__What the exercise asks__
Wherever a line holds the word "rider", copy that line from the data.
*** Opening Input material ***
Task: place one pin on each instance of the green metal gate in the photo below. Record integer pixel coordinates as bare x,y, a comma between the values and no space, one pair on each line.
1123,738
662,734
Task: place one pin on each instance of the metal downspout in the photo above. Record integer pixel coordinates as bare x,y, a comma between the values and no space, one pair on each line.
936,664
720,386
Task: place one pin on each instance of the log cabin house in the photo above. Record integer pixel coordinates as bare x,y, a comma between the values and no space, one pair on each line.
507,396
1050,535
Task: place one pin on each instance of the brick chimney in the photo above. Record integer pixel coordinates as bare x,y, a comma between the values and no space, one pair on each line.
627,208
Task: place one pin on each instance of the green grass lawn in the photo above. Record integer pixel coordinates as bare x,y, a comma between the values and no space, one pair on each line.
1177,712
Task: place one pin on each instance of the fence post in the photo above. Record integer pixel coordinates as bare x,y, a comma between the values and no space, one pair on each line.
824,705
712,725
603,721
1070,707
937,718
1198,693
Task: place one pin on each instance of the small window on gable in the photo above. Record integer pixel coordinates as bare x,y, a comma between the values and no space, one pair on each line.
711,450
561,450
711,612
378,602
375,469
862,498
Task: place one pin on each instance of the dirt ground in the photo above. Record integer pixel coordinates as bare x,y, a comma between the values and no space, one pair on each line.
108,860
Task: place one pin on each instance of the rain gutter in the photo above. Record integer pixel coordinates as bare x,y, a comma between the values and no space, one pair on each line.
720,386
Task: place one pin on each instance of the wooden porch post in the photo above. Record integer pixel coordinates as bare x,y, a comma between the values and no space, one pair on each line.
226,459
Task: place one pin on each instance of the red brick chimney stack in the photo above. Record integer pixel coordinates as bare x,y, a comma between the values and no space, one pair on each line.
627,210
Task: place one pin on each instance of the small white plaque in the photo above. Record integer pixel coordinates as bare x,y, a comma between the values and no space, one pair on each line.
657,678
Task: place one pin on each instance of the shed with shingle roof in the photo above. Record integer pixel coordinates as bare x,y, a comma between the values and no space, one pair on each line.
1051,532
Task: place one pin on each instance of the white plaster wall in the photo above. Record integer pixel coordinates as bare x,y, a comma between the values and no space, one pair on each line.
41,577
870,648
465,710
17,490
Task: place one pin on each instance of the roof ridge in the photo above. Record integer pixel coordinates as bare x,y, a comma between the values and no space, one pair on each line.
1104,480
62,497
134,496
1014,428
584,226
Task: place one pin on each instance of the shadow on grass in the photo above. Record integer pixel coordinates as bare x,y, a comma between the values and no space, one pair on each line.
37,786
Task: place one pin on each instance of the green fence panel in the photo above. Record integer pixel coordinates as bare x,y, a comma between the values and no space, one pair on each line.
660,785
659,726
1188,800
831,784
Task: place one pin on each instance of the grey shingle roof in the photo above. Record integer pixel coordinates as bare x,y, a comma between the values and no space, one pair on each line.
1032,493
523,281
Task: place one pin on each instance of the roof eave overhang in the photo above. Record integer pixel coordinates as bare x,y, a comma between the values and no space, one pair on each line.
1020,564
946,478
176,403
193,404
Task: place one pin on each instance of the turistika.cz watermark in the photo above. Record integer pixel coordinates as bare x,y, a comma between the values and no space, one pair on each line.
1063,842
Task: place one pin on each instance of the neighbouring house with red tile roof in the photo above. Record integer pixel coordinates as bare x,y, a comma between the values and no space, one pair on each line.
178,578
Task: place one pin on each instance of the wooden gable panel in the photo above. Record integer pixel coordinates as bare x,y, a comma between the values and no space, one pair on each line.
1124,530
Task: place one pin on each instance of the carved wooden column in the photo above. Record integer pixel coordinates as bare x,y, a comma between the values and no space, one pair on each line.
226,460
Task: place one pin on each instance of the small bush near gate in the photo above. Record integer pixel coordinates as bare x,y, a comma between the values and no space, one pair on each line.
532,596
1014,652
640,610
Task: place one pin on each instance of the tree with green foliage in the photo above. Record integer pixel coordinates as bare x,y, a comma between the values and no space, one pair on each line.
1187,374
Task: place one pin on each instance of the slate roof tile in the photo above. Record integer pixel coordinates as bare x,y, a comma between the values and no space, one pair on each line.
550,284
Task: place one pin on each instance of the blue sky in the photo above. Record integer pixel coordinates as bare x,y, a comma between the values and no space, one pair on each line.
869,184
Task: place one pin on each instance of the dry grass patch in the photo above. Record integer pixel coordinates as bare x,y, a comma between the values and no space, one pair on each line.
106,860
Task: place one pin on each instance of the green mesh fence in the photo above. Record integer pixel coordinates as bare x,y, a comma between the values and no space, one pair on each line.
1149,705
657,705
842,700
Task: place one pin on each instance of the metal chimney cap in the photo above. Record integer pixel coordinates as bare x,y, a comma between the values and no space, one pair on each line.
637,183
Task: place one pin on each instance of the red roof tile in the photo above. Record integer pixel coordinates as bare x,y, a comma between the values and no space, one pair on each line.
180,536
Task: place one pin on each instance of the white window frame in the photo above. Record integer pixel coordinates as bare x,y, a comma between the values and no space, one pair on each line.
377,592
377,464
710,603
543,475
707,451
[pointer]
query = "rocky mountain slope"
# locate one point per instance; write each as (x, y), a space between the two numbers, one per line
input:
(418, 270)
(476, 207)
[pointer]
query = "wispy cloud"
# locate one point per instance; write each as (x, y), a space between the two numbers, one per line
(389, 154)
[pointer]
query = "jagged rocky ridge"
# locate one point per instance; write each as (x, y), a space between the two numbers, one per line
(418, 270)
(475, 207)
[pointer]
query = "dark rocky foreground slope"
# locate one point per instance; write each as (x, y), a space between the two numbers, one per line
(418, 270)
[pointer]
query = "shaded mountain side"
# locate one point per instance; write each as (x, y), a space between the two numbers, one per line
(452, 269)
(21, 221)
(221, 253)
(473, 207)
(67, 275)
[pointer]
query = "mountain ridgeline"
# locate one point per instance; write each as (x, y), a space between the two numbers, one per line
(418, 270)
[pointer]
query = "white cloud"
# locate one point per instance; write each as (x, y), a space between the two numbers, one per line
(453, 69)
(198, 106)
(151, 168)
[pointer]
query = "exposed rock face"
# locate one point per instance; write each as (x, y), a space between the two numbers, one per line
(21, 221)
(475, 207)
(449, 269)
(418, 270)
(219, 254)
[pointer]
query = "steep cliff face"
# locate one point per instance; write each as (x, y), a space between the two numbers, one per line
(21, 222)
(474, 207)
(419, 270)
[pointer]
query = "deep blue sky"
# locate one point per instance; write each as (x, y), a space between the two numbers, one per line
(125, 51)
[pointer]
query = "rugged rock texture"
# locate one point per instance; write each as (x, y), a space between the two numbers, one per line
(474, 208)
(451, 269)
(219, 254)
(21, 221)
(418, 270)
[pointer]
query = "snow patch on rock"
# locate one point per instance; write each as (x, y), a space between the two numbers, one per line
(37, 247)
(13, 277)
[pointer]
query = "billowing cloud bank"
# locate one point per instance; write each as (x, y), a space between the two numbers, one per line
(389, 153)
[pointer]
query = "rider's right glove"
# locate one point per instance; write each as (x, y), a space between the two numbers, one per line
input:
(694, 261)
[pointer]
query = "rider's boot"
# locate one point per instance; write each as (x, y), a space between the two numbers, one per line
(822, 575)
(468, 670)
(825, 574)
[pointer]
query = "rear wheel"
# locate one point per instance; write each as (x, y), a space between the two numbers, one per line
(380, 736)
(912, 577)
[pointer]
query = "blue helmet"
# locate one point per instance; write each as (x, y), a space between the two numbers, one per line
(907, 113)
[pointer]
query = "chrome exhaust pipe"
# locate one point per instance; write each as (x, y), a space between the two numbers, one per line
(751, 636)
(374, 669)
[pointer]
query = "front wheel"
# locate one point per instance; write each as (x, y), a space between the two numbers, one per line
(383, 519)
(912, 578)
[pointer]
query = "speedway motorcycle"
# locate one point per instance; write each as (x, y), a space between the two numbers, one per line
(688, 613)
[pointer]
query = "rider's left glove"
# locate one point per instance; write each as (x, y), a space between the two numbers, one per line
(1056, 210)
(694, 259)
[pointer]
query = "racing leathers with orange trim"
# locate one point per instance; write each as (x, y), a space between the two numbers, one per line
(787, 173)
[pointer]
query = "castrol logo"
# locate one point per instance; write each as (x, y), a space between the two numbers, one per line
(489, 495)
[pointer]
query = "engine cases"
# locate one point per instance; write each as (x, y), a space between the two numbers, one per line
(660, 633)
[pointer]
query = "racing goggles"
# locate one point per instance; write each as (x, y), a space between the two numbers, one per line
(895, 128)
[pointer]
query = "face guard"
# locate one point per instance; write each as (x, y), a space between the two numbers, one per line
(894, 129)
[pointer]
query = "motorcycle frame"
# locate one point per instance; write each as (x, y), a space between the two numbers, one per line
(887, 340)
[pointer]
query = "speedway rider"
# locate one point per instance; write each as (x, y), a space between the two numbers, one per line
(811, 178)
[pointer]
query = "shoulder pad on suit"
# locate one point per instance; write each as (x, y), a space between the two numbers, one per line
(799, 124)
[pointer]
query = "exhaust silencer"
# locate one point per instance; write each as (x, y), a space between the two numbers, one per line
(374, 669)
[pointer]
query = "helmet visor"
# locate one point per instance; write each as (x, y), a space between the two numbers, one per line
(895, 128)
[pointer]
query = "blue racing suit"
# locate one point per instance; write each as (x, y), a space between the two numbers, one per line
*** Closing Input material ***
__Response area__
query = "rider's right glove"
query = "rider's boot"
query = "rider's left glove"
query = "speedway rider"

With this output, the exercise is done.